**Exercise description**
Exact copies of all the entries are needed.

Point-per-instance localization data
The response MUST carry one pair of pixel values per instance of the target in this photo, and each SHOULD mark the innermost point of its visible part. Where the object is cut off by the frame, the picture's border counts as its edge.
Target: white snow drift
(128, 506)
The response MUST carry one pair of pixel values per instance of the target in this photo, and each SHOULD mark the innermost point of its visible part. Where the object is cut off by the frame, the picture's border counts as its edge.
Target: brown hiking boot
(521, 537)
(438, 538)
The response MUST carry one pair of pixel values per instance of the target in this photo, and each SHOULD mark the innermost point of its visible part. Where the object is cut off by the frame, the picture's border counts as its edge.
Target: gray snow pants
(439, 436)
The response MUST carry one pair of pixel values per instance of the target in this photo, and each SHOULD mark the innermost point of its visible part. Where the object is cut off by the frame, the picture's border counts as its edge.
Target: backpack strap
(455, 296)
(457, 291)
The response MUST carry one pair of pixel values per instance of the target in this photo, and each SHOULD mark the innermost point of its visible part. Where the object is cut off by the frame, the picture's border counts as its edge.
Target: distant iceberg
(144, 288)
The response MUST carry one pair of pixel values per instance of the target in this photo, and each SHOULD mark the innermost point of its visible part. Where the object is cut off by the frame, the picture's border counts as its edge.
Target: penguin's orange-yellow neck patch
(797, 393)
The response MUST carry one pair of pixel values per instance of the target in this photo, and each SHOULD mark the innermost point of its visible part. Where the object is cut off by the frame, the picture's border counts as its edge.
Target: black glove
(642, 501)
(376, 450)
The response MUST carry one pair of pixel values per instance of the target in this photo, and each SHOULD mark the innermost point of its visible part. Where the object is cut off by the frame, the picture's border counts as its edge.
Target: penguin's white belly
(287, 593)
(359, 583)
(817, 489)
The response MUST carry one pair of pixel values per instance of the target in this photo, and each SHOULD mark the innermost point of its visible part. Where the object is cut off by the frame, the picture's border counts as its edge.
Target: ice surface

**Solution**
The response MUST carry one pair of pixel values per instance of the target in this photo, and each SHOULD mark the innermost point of its visible part. Where the object is cut off by the frame, the picture's border counts as its edge.
Target: white snow drift
(128, 506)
The response MUST carry one pair of pixel values per instance of the target in this photo, and each SHOULD mark the innermost point of its visible part. Where the object is cut off by the frame, the picture's border counts as its edge.
Target: brown hiking boot
(521, 537)
(438, 538)
The response MUST carry one pair of pixel values per instance of the target in this photo, and each SHOULD mark the innermost point of its visible part. Where the object is cut off by the frame, the picture's border counts as its edge.
Target: gray snow pants
(439, 436)
The response MUST carry one pair of pixel values per instance of the target in this photo, and each SHOULD mark the innermost point of its visible part. Where the object is cut off by the frame, the picture's border counts as its edge.
Target: backpack strap
(455, 296)
(457, 291)
The response MUST carry one pair of pixel values per instance of the target in this photo, and each SHOULD mark the innermost point of its visible part. Where the object is cut off by the frame, the picture's border counts as its edge.
Target: distant iceberg
(144, 288)
The response MUST carry one pair of pixel values per instance of the target in this photo, and each SHOULD mark the innermost point of its visible part. Where the object is cut off by the frame, the picture's border counts as its edge.
Target: penguin's orange-yellow neck patch
(797, 393)
The response MUST carry one pair of pixel values per instance of the target in this photo, and each SHOULD mark the innermost point of its visible part. Where the object is cut off by the frame, the picture's border counts as its edge.
Target: black glove
(642, 501)
(376, 450)
The response MUST carry one pair of pixel values per instance of the target in this photo, and each SHOULD mark the innermost point of its visible part. Where the object is cut off by the frame, the picture's border counts as its edge.
Target: penguin's white belly
(287, 593)
(359, 583)
(817, 489)
The response MUST carry one pair of pixel values per instance of the target in this photo, and each SHOULD mark the innermost point of its visible part. Where the object is cut off by the frame, the picture's border counts as its edge.
Target: ice surface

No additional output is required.